Desafio A ▸
Transcreva do excerto o trecho desde "Para não dizerem" até "ficámos até ao fim.".

Logo a seguir, Machine Gun Kelly. E o que nos apetece dizer é que gostaríamos que todas as máquinas de guerra fossem assim, inócuas e de pólvora seca. A banda já recebeu galardões de platina com o seu fácil punk-pop-rock, que parece querer abarcar todos esses géneros, mas que aqui para nós (que ninguém nos ouve), não consegue fazer grande figura em nenhum deles. Mas isto é só uma opinião, seguramente minoritária. Não faz mal. Estamos muito habituados a isso e a coisas piores.

Para não dizerem que não cumprimos as cotas da música portuguesa, assistimos a parte do concerto de Inês Marques Lucas. Muito poppy, a puxar à dança, repleta de humor e boa disposição. Puxou pelo público, falou com ele, prometendo mais e melhor de uma próxima vez. Ao que parece, o Palco Coreto não terá a dimensão que Inês Marques Lucas pretende. Achamos bem. Uma artista não se deve circunscrever ao espaço que ocupa em qualquer momento da carreira. Uma boa dose de ambição não faz mal a ninguém. Mas Angel Olsen estava a começar, portanto não ficámos até ao fim.

Entrou com cara de poucos amigos, mas depois lá foi sorrindo. A timidez tem sempre os seus encantos. Teria de fazer um esforço para contrariar essa sua particularidade, até porque vinha para apresentar o seu recente Big Time. “I’m gonna play some quiet songs and some loud songs. Deal with it”, disse a cantora norte-americana, já bem mais disposta a sorrir. E assim foi. Temas como “Dream Thing”, “Ghost On”, “Give it Up” ou “This Is How It Works” revelaram o que havia dito. Mas o concerto foi sendo mais morno do que outra coisa, perdendo algum do interesse inicial. No entanto, Angel Olsen tem uma voz que deixa presença e rasto dentro de quem a ouve, as suas modulações são curiosas, por isso fomos ficando quase até ao fim. Não tendo sido memorável, num dia de fraca colheita, valeu bem a pena.

Desafio B ▸
Reproduza apenas as entradas desde a linha que contém "of the white" até à linha que contém "pixel 486 177", com os pedidos incluídos, deslocando em 42 cada número das coordenadas nas respostas.

Informação fornecida ▸
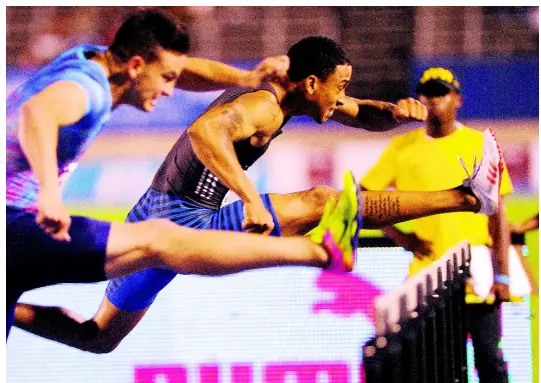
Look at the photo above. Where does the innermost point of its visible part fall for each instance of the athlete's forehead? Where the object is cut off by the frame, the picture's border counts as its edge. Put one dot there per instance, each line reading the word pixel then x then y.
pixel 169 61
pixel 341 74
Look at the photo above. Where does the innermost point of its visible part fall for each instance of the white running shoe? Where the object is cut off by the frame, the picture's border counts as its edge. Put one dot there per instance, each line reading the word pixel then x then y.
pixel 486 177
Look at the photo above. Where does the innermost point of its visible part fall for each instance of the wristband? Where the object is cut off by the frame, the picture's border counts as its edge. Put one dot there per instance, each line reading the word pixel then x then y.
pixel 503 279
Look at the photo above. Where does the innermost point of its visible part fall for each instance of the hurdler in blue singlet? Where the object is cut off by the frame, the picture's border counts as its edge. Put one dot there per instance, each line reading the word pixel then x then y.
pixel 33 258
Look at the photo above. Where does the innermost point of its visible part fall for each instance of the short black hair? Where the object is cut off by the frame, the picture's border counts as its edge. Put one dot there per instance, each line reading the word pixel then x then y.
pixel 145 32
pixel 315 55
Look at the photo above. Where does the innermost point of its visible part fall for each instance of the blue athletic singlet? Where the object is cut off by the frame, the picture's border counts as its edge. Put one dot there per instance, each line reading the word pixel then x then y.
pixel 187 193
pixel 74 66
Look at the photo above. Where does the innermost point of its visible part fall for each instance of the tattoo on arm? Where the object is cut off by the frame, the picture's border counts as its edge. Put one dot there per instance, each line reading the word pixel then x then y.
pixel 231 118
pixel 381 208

Solução do exercício A ▸
Para não dizerem que não cumprimos as cotas da música portuguesa, assistimos a parte do concerto de Inês Marques Lucas. Muito poppy, a puxar à dança, repleta de humor e boa disposição. Puxou pelo público, falou com ele, prometendo mais e melhor de uma próxima vez. Ao que parece, o Palco Coreto não terá a dimensão que Inês Marques Lucas pretende. Achamos bem. Uma artista não se deve circunscrever ao espaço que ocupa em qualquer momento da carreira. Uma boa dose de ambição não faz mal a ninguém. Mas Angel Olsen estava a começar, portanto não ficámos até ao fim.

Solução do exercício B ▸
Look at the photo above. Where does the innermost point of its visible part fall for each instance of the white running shoe? Where the object is cut off by the frame, the picture's border counts as its edge. Put one dot there per instance, each line reading the word pixel then x then y.
pixel 528 219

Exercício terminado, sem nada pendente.